Extract =>
=== Begin Enclosure ===
At this Tennessee farm, guests are gobbling up the chance to cuddle with turkeys

A person hugs a turkey. (NBC News)

On Thanksgiving, turkeys are usually a comfort food and the main attraction at the dinner table. But on one farm just outside Nashville, Tennessee, the birds offer a different kind of comfort — cuddle therapy.

"You can get on the ground in front of them, and you can scootch up real close so they're right here," Ellie Laks, founder of the Gentle Barn, said as she sat down in front of a turkey named Serena. "Then you can kiss their fuzzy pink heads and just pet them and talk to them."

The act of cuddling a turkey is just like it sounds: It's a chance to slow down, sit with a turkey and gobble up a connection you might not expect.

"The majority of people who come to the Gentle Barn and cuddle a turkey for the first time burst into tears because they're so surprised at their unexpected show of affection," Laks said.

She founded the original Gentle Barn in 1999 in California's San Fernando Valley, a lifelong dream come true. In 2015, she opened a second location in Tennessee with her husband.

"It was all because of a cow named Dudley. He was here in Nashville, lost a foot because of an accident, hobbling around in tremendous pain, and the rancher could only do so much," Laks said.

Farm with animals. (NBC News)

"A friend of his reached out to 200 sanctuaries to see if someone could take him in, and no one was able to, so she called us all the way in California and said, 'I know you're far away. I don't know what to do. Can you at least give me advice?'"
=== End Enclosure ===
Work instruction 1 => In the turkey-cuddling article, what is the name of the turkey Ellie Laks sits down in front of?
Work instruction 2 => Proceed with the turkey-cuddling article, picking up right after its final sentence.
The lines that come next were drawn from a separate source.

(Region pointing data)
=== Begin Enclosure ===
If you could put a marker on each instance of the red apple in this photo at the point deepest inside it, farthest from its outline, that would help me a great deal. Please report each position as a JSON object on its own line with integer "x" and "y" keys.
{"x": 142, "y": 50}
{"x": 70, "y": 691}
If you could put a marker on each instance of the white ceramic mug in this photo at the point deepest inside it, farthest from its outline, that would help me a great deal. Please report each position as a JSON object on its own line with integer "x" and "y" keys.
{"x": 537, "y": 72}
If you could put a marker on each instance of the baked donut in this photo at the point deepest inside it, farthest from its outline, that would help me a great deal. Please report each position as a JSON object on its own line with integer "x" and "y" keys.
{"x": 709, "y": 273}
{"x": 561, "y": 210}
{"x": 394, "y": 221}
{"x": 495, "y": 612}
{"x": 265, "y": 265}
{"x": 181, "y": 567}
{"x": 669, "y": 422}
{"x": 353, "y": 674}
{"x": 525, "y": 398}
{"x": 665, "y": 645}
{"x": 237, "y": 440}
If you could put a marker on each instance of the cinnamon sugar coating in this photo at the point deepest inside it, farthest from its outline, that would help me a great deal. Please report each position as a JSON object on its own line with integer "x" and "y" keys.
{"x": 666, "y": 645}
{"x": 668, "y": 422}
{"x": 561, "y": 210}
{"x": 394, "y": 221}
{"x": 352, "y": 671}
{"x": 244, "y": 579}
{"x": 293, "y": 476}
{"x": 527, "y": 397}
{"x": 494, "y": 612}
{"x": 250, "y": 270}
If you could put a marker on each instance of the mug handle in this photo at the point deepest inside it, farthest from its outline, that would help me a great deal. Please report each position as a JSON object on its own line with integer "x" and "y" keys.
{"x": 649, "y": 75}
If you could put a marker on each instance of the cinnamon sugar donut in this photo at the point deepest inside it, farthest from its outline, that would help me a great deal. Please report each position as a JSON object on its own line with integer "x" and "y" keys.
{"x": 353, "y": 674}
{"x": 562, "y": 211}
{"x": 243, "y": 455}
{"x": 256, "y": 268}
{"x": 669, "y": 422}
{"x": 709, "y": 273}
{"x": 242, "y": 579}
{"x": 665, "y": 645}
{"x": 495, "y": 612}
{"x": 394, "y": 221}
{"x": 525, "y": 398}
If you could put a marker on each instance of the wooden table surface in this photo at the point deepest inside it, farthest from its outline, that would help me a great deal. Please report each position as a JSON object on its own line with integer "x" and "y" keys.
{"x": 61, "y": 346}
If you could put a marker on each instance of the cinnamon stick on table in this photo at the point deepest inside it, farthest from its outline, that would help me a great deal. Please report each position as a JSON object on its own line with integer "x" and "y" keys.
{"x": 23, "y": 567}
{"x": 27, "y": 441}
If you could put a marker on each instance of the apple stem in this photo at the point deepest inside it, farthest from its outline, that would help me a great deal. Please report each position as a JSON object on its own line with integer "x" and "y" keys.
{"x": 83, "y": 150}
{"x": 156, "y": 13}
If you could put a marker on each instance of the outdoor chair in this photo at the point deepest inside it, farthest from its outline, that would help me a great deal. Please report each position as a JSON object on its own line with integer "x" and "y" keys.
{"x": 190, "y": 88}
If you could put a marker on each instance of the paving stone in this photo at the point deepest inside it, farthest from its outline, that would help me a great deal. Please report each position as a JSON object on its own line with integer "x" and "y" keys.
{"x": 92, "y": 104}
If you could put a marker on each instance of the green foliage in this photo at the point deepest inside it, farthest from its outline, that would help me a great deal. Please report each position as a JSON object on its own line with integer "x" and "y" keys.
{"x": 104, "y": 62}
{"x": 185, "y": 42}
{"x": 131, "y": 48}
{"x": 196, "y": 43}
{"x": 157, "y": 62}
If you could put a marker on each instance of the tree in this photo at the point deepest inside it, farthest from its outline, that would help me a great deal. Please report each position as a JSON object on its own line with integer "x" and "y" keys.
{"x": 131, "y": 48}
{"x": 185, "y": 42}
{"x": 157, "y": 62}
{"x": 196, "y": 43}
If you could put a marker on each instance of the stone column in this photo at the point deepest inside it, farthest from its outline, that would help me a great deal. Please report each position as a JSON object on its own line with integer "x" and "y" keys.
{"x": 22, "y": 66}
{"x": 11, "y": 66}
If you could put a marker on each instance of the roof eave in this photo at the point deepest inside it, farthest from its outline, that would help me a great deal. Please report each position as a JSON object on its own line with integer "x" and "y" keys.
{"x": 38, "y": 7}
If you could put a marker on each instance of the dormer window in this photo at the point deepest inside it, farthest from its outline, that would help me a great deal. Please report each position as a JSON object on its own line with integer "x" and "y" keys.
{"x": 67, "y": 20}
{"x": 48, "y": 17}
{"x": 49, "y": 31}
=== End Enclosure ===
Expected output 1 => The turkey is named Serena.

Expected output 2 =>
Instead, Laks and her husband flew to Dudley and helped find him a bovine surgeon and a prosthetic foot.

They brought him to UT Knoxville for amputations, surgeries, acupuncture and underwater treadmill therapy. When it was time for him to be discharged, Laks said, "we didn't want to drive him all the way to California, so we opened a location here."

Now, the Gentle Barn has more than 200 rescue animals from turkeys and chickens to sheep, cows, and goats. Over the last 26 years, it has welcomed more 1 million visitors, many coming for turkey cuddle therapy.

In addition to school field trips and private tours, the barn offers therapeutic sessions. "It was always my dream to be able to help animals and then partner with them to heal and help hurting humans," Laks said.

Volunteer Nicole Downs had never been on a farm before visiting the Gentle Barn.

"My first experiences here were with chicken cuddling, and I fell in love with the chickens," said Downs. "It was a natural progression then to want to cuddle with the turkeys."

Turkey farm. (NBC News)

The volunteer is now a weekly visitor and says these cuddle sessions have been a game-changer in helping her manage her anxiety.

"It has become my kind of go-to grounding space for if I'm having an anxiety attack," said Downs. "We have so many things available to us now that we can put in our toolkit, but this is by far the best."

"It's therapy that you didn't know you needed until you do it, and then you're like, Where was this all fof my life?" she said.

Laks said the farm is a sanctuary for animals and people alike.

"As depression and anxiety come to an all time rise, I would invite people to come out to the gentle barn and find the love and nurturing here," she said. "We need each other, and we need the animals, and they're here for us."

On Thursday, the Gentle Barn is hosting a "Gentle Thanksgiving," a day dedicated to connecting and cuddling with turkeys.

Laks hopes visitors will see that underneath it all, we're all the same. "There's just so much unconditional love and gentleness, and I don't know, there's not a lot of that in the world today, so sometimes you have to get it from a turkey."